● **YOUR INSTRUCTIONS**
Where does "bark" appear in the data? Return each line that holds it.

● **EXERCISE INPUT**
==================================================

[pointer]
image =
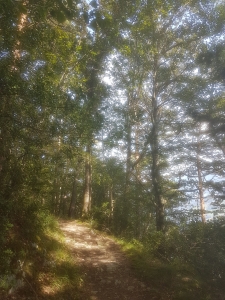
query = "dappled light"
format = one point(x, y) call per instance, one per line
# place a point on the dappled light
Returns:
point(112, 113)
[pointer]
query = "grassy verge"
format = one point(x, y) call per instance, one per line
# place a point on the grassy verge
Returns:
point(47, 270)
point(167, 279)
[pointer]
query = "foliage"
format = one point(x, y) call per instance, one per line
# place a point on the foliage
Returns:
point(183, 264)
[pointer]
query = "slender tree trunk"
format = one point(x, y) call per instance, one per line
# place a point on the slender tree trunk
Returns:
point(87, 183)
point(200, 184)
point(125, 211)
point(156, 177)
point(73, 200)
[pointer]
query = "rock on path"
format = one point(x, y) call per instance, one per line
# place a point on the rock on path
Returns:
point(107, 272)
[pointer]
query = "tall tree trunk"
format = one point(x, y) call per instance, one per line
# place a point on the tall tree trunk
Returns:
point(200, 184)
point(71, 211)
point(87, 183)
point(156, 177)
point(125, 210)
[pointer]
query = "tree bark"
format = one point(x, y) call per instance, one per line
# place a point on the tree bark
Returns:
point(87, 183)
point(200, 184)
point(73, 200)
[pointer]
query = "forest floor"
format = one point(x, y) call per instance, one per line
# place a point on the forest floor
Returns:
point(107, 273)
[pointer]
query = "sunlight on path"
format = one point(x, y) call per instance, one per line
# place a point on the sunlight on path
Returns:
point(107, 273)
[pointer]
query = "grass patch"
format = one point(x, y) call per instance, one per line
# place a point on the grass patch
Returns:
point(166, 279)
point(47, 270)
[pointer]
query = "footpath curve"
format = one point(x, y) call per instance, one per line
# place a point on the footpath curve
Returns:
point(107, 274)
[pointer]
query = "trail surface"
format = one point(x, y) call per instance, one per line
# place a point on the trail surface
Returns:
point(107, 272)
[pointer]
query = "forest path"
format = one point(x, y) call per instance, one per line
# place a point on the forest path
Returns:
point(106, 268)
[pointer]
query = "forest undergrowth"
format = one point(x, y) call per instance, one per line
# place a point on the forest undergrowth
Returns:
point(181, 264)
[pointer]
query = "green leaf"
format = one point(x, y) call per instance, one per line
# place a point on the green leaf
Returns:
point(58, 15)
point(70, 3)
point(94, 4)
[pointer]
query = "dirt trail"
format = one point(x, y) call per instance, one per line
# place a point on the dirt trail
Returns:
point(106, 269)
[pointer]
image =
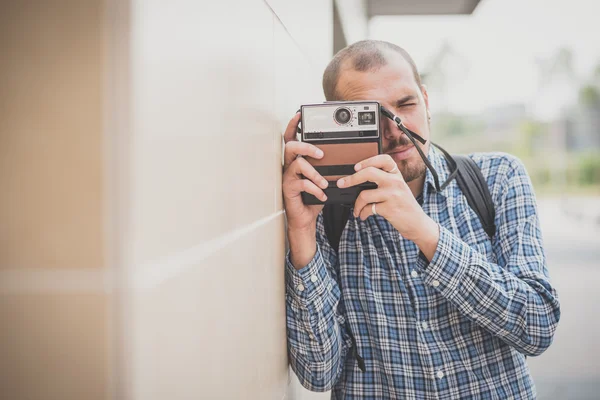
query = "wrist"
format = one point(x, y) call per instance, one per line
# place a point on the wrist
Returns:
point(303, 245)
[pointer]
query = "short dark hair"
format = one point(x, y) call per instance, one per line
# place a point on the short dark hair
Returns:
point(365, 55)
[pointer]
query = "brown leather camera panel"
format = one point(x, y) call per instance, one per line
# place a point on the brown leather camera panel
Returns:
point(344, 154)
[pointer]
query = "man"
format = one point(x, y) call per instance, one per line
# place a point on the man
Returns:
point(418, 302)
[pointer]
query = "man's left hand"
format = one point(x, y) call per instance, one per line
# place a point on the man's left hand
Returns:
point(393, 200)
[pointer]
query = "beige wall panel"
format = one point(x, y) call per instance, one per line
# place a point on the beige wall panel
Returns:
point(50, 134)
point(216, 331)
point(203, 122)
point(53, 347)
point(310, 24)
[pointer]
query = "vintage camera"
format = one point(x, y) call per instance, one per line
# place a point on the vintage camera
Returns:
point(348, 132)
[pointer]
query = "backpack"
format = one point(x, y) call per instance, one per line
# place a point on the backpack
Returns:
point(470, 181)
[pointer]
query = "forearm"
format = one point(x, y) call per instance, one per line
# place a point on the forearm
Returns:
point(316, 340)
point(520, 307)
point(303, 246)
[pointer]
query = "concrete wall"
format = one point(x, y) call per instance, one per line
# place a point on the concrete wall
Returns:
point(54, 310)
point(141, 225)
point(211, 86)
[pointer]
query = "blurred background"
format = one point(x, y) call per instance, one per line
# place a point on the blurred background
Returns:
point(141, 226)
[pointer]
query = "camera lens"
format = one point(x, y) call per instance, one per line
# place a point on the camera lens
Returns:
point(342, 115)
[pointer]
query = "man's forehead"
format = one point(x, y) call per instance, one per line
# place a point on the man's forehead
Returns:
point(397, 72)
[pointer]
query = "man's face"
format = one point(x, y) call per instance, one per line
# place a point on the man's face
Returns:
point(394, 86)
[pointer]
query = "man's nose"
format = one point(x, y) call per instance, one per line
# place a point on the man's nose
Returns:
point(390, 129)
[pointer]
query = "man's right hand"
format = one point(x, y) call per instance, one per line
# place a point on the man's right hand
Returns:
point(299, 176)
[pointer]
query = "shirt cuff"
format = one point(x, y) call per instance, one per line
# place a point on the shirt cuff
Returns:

==================================================

● **EXERCISE RESPONSE**
query = "tree bark"
# place a point on the tree bark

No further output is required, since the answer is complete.